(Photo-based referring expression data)
......

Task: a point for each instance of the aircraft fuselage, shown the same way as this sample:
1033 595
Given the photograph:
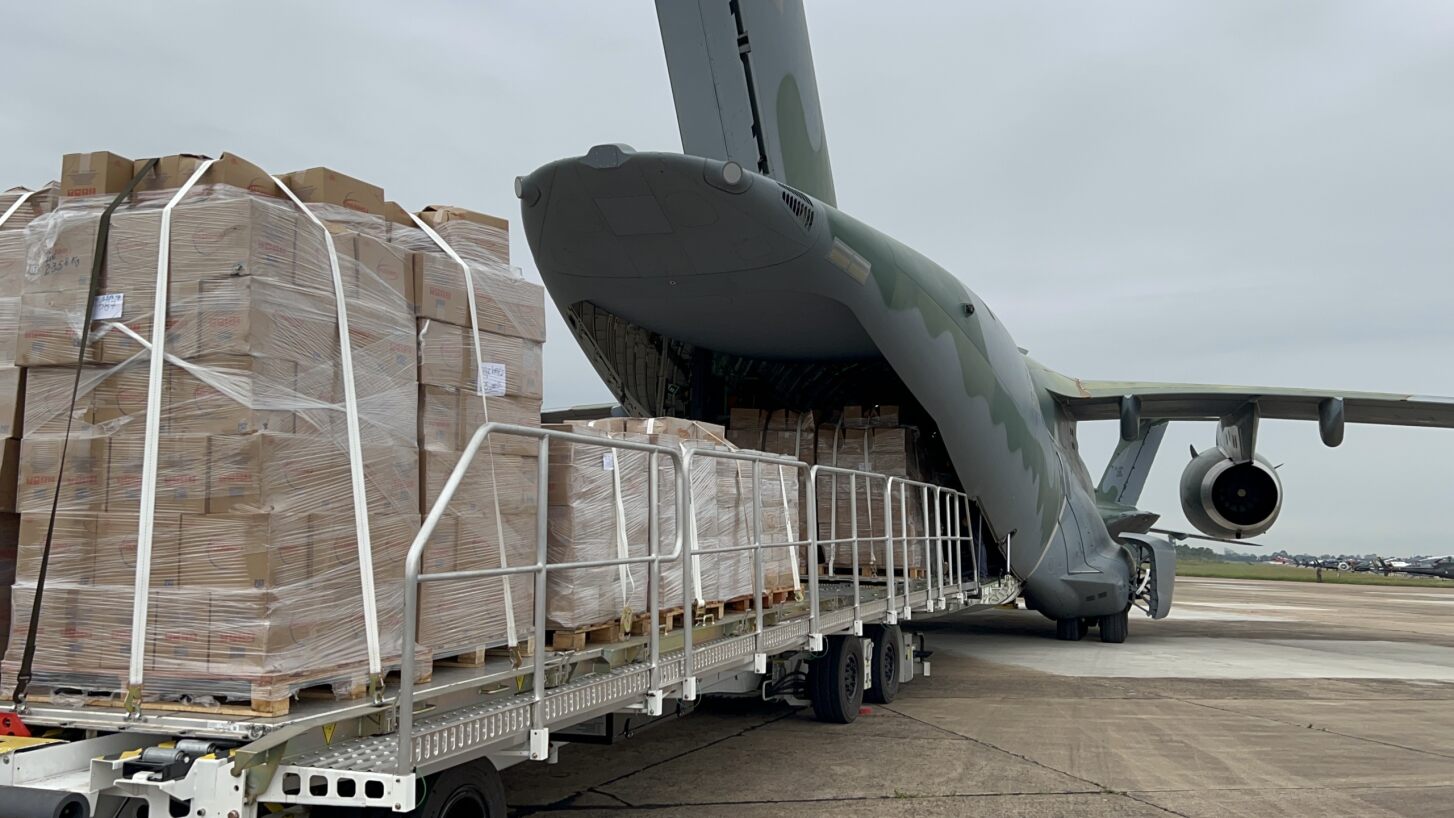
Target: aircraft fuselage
705 253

......

Exactly as they stand, the entries must be written out again, pictures excluded.

Task solution -
Task: a point for each instance of the aircraft fuselage, shown the same way as this sample:
1033 595
Given the photograph:
Target: aircraft fuselage
705 253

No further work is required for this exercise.